▸ What you are asked to do: Print all of the data exactly as written.

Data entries
.....

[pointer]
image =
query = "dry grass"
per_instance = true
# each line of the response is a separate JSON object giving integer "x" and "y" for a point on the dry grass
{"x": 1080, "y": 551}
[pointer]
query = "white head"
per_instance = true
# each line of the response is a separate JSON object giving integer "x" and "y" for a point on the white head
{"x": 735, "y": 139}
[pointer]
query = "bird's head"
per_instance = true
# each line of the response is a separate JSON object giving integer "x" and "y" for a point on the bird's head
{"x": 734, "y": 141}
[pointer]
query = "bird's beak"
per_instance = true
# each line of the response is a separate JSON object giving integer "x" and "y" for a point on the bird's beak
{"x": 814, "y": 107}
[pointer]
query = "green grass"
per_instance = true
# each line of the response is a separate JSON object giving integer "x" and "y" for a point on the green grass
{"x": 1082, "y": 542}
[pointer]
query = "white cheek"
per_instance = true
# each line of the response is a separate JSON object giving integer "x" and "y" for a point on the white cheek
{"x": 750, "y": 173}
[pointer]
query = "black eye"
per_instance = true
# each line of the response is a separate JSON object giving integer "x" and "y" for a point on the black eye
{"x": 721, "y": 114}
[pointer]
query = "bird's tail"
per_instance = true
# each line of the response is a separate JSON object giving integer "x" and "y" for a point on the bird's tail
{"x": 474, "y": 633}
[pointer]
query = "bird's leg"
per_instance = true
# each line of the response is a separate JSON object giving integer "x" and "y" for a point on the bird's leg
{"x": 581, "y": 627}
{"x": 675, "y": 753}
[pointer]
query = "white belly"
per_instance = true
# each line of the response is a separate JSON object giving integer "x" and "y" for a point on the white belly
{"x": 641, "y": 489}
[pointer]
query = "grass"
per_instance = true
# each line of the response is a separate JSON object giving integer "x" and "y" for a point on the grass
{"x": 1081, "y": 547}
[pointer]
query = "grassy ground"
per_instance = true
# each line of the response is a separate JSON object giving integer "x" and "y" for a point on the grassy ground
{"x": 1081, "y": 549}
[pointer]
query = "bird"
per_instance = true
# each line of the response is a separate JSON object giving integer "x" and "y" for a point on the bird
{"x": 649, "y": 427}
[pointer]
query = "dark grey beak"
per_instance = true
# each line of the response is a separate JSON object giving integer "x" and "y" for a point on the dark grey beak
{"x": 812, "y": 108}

.....

▸ Written solution:
[pointer]
image =
query = "dry grass"
per_instance = true
# each line of the response is a separate JSON object giving integer "x" and "y" for a point on the dry grass
{"x": 1080, "y": 551}
[pointer]
query = "white head"
per_instance = true
# each line of the response is a separate JSON object giving integer "x" and "y" for a point on the white head
{"x": 735, "y": 139}
[pointer]
query = "bird's head"
per_instance = true
# each line of the response is a separate JSON object giving integer "x" and "y" for a point on the bird's head
{"x": 734, "y": 141}
[pointer]
query = "bird's beak"
per_instance = true
# each line of the response is a separate JSON object giving integer "x" and "y" for a point on the bird's beak
{"x": 814, "y": 107}
[pointer]
query = "green grass"
per_instance = true
# each line of the response is a separate JSON object giving integer "x" and "y" for a point on the green grass
{"x": 1082, "y": 542}
[pointer]
query = "white cheek"
per_instance = true
# each line of the response is a separate JSON object giving integer "x" and "y" for a point on the white cheek
{"x": 750, "y": 173}
[pointer]
query = "black eye"
per_instance = true
# each line of the response is a separate JSON object giving integer "x" and "y" for a point on the black eye
{"x": 721, "y": 114}
[pointer]
query = "bird's tail"
per_instance = true
# each line of the response is a separate JSON object giving integer "x" and "y" for a point on the bird's tail
{"x": 474, "y": 633}
[pointer]
query = "bird's leg"
per_instance = true
# each line of the response is a separate JSON object giving integer "x" and "y" for a point on the bird's leg
{"x": 581, "y": 627}
{"x": 675, "y": 753}
[pointer]
query = "white belly"
per_instance = true
# each line of the response is a separate JSON object giving integer "x" and "y" for a point on the white belly
{"x": 641, "y": 489}
[pointer]
query = "grass"
per_instance = true
# each line of the response is a separate JSON object giving integer "x" and "y" for a point on the grass
{"x": 1081, "y": 547}
[pointer]
query = "grassy ground"
per_instance = true
# each line of the response is a separate JSON object giving integer "x" and "y" for a point on the grassy ground
{"x": 1081, "y": 549}
[pointer]
query = "bird"
per_instance = true
# each line of the response is a separate JSON object giving integer "x" and "y" for a point on the bird
{"x": 649, "y": 427}
[pointer]
query = "dark grey beak"
per_instance = true
# each line of the response is a separate JSON object giving integer "x" and "y" for a point on the dark grey beak
{"x": 812, "y": 108}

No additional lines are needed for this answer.